• REQUIREMENT A: Return the passage of the Gus Kenworthy biography from "Early life and" up to and including "off to ski.", copied word for word.
• REQUIREMENT B:
Answer these questions from the Gus Kenworthy biography:
(i) In which town was Kenworthy born?
(ii) In what month and year did he graduate from Telluride High School?
(iii) Where did he win the World Cup Men's Halfpipe in 2016?

• SOURCE DOCUMENT:
= = = =

Augustus Richard "Gus" Kenworthy (born October 1, 1991) is a British-American former freestyle skier, actor, and YouTuber. He has competed in slopestyle, halfpipe, and big air. Kenworthy won the silver medal in men's slopestyle at the 2014 Winter Olympics in Sochi. As of 2019 Kenworthy represents Great Britain. He was cast as Chet Clancy in the ninth season of the horror anthology series American Horror Story: 1984.

Early life and education
Kenworthy was born in Chelmsford, Essex to an English mother, Heather "Pip" Tyler, and an American father, Peter Kenworthy. He has two older brothers, Hugh and Nick Kenworthy.

Peter Kenworthy, a former banker from Philadelphia who worked in London for several years, has been the executive director of the Mountainfilm film festival in Telluride, Colorado since 2006. Pip Kenworthy, originally from Bristol, England was born into a large family with eight siblings. After moving to London in the early 1970s, she began working backstage in costumes at the Kings Head Theatre Club. She also ran a vintage booth at Camden Lock Market. In 1993 when Gus Kenworthy was two years old, the family emigrated and settled in Telluride.

Kenworthy graduated from Telluride High School in June 2010. He could have graduated in 2009 but chose instead to take a year off to ski.

Career
Kenworthy won AFP World Championships overall titles in 2011, 2012, and 2013. In 2014, he placed second at the Olympics in Sochi, Russia and won his first medal, a bronze, at the X Games in Tignes, France in the slopestyle event. He won the World Cup Men's Halfpipe in Park City, Utah, in 2015 and again in 2016 in Mammoth, California, and finished second in 2017. He finished third in the Men's Slopestyle during the 2017 World Cup in Silvaplana, Switzerland.

In 2019, Kenworthy guest starred on RuPaul's Drag Race, All Stars 4, Episode 3, "Snatch Game of Love", as one of the available bachelors. Kenworthy joined the main cast in the ninth season of FX's anthology series American Horror Story as Chet Clancy. In December 2019, he announced he would compete for his birth nation, Great Britain. In February 2020, he won his first gold medal as a competitor for Great Britain. In January 2022, he made his final X Games competition competing in the Superpipe final. He finished his X Games career having made 32 appearances in the event and joining some of the greats of the sport.

= = = =

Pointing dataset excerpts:
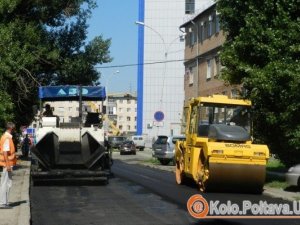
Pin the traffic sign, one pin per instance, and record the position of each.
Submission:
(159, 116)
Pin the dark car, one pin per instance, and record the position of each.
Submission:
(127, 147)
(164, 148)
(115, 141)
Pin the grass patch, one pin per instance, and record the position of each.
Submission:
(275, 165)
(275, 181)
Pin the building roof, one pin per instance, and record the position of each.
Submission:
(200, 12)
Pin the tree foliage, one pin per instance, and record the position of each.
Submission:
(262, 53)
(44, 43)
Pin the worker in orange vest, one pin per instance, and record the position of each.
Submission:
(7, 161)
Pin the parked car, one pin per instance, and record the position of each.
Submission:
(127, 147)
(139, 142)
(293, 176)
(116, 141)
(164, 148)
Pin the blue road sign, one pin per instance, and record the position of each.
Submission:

= = = =

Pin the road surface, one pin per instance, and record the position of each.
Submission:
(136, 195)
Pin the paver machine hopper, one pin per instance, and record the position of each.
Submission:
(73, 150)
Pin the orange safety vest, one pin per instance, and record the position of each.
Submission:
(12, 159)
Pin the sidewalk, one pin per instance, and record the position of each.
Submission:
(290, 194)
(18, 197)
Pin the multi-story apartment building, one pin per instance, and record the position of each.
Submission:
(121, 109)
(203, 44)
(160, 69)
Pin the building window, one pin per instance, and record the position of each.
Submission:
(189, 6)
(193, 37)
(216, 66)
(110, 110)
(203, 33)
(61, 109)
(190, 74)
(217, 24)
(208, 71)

= = = =

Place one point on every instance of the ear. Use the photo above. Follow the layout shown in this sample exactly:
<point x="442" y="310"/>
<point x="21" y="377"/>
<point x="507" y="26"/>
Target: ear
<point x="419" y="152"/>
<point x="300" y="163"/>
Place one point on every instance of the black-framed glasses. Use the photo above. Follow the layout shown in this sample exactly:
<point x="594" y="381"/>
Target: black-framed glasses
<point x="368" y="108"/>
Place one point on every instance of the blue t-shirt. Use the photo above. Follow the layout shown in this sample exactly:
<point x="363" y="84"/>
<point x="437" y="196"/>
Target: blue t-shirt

= = = =

• SOLUTION A:
Early life and education
Kenworthy was born in Chelmsford, Essex to an English mother, Heather "Pip" Tyler, and an American father, Peter Kenworthy. He has two older brothers, Hugh and Nick Kenworthy.

Peter Kenworthy, a former banker from Philadelphia who worked in London for several years, has been the executive director of the Mountainfilm film festival in Telluride, Colorado since 2006. Pip Kenworthy, originally from Bristol, England was born into a large family with eight siblings. After moving to London in the early 1970s, she began working backstage in costumes at the Kings Head Theatre Club. She also ran a vintage booth at Camden Lock Market. In 1993 when Gus Kenworthy was two years old, the family emigrated and settled in Telluride.

Kenworthy graduated from Telluride High School in June 2010. He could have graduated in 2009 but chose instead to take a year off to ski.

• SOLUTION B:
(i) Chelmsford, Essex
(ii) June 2010
(iii) Mammoth, California